Sebutkan semua bentuk kata ganti orang pertama tunggal yang dipakai penulis ulasan film di bawah ini untuk merujuk pada dirinya sendiri.

→ **BLOK TEKS**
★ ★ ★

Namun, meskipun secara garis besar film ini berhasil menarik perhatianku, dan--thanks God--tidak mengecewakan seperti film sebelumnya, tetap saja terasa ada yang kurang di sana. Terus terang, saya bisa menikmati film ini bukan karena kesan seram dan mencekamnya, tapi lebih karena alur cerita yang menarik itu tadi, juga karakter-karakter tokoh yang mengagumkan. Bukannya songong nih ya, hampir tak ada yang bikin aku benar-benar ketakutan, sementara penonton lainnya--yang terdengar hanya suara cewek--berkali-kali berteriak entah karena kaget oleh detuman musik yang tiba-tiba, atau karena menghindari kemunculan hantu di tengah-tengah film. Ini barangkali disebabkan oleh formula film horor Hollywood yang begitu-begitu saja sejak dulu. Permainan musik yang mengagetkan, dengan sesekali memunculkan sosok hantu yang kalau diperhatikan baik-baik, sebenarnya masih kurang seram dibanding hantu-hantu lokal di negeri kita--sampai sekarang, aku masih suka ketakutan sendiri membayangkan sosok hantu sundel bolong Suzanna setelah bertahun-tahun menontonnya.

★ ★ ★

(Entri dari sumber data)

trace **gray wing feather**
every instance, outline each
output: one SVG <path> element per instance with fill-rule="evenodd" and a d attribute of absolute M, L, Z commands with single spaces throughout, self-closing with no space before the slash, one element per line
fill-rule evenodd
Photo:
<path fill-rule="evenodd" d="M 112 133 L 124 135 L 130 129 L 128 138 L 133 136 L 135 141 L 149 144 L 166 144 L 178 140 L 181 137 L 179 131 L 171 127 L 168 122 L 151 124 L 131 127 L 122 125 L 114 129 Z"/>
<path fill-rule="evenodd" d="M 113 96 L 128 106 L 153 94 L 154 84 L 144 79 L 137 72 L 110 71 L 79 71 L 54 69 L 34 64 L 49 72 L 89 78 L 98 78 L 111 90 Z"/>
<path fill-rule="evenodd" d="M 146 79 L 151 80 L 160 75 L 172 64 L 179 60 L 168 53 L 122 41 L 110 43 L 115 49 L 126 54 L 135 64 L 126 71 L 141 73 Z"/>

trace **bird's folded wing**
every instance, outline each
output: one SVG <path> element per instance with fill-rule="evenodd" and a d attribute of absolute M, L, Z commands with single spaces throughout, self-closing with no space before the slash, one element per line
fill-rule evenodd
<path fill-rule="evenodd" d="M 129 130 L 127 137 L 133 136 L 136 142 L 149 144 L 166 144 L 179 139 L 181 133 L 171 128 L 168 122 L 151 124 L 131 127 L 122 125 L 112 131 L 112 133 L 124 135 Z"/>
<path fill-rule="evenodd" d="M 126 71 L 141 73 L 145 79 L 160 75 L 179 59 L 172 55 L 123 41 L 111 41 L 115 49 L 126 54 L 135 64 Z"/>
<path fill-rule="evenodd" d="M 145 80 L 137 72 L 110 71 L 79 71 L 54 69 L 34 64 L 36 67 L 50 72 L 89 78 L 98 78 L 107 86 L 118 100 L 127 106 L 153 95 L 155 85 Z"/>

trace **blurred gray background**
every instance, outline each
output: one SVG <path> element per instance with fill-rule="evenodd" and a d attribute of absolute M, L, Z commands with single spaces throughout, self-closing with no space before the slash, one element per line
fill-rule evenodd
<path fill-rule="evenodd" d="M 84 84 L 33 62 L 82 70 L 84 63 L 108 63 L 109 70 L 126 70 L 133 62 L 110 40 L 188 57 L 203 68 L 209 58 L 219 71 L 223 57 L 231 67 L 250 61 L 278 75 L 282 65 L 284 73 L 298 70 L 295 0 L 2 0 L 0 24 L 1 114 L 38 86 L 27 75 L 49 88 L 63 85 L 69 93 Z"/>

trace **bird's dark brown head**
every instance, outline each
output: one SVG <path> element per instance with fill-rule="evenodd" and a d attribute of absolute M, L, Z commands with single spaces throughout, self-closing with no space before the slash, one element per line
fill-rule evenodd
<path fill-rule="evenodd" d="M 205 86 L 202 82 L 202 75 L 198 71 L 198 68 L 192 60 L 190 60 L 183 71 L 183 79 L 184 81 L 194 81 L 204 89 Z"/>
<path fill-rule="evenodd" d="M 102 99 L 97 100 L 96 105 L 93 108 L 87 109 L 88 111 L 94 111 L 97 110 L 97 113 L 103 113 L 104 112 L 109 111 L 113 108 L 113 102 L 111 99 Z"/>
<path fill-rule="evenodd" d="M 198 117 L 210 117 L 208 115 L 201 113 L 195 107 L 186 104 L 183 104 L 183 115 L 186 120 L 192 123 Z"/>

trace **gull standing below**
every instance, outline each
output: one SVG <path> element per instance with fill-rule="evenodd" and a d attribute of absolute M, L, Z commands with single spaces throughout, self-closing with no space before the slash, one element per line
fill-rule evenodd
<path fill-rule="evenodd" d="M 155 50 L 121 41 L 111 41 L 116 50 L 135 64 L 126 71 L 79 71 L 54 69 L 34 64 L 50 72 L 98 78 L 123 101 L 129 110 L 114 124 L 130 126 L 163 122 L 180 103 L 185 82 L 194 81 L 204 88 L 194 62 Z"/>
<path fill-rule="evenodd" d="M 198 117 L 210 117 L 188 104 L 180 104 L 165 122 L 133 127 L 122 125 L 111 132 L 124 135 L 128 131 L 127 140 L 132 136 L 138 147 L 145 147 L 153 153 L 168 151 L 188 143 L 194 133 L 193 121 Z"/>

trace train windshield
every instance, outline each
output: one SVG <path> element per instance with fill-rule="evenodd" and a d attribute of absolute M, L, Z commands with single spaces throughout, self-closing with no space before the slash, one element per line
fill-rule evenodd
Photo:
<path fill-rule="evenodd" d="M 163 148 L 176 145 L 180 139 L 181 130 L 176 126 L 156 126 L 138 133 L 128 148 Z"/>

★ ★ ★

→ **HASIL LATIHAN**
saya, aku, dan -ku (pada "perhatianku")